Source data
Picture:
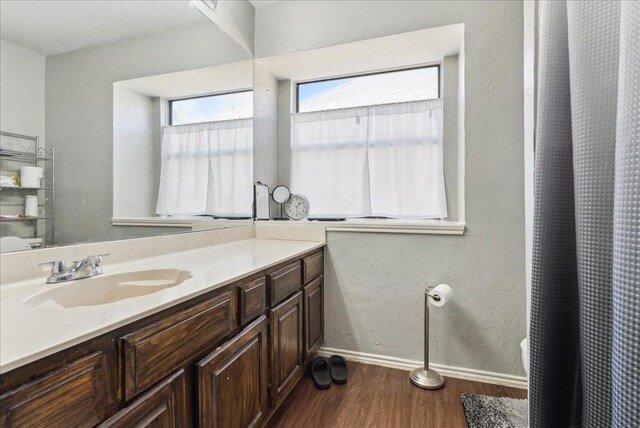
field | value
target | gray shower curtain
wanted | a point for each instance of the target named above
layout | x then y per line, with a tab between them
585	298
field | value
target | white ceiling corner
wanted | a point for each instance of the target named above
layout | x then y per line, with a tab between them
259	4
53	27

==

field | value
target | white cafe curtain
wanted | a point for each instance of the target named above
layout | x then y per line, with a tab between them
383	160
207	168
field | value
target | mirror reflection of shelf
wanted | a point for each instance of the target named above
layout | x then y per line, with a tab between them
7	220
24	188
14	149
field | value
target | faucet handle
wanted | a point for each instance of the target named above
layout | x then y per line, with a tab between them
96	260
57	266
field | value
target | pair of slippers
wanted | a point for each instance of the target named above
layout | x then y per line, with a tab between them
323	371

ACTION ITEM:
Pull together all lines from the data that mention the word "curtain".

YOUR SOLUTION:
target | gray shower curtain
target | white cafe curtain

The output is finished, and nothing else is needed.